### EXCERPT PROVIDED:
Not-for-profit hospitals average more than 11% of total expenses on benefits to their communities, according to a study sponsored by the American Hospital Association.
Beginning in 2009, the Internal Revenue Service required not-for-profit hospitals to file a Schedule H form to assess their community benefit. AHA hired Ernst & Young to collect and analyze the data from 571 not-for-profit hospitals.
The report found that free care, financial assistance and spending to fill gaps in Medicare underpayments average 5.7% of total hospital expenses. The report compared hospitals of similar size so that communities can better understand their hospitals’ benefit to their community. Other benefits included community health improvement programs, health research and education, and other subsidized services, the study found.
AHA President/CEO Rich Umbdenstock said in the report that Schedule H helps communities to better understand how they are served by their local hospitals.
"This means that a hospital that reported $100 million in total expenses to the IRS spent an average of more than $11 million on benefits to the community, nearly $6 million of which was directly devoted to patients in financial need," Umbdenstock said. "The AHA believes that communities themselves are in the best position to determine whether the benefits provided by their local hospitals match their needs."
Although AHA supports Schedule H, Umbdenstock said it has "limitations," and cannot substitute for direct community assessment. "The AHA believes that communities themselves are in the best position to determine whether the benefits provided by their local hospitals match their needs and aspirations," he said.

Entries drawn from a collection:
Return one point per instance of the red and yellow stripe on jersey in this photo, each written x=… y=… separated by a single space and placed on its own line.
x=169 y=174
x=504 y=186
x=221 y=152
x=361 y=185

--

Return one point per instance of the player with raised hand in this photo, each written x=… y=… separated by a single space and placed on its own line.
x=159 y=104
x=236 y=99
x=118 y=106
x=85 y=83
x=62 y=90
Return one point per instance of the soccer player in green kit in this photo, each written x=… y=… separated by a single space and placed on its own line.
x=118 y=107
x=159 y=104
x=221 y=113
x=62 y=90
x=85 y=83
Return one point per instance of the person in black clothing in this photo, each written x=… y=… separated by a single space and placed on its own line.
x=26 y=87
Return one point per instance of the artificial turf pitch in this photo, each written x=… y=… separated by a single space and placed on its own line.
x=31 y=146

### ACTIVITY:
In the article on hospital community benefits, how many not-for-profit hospitals did Ernst & Young collect and analyze data from?

### SOLUTION FOR THIS PROBLEM:
571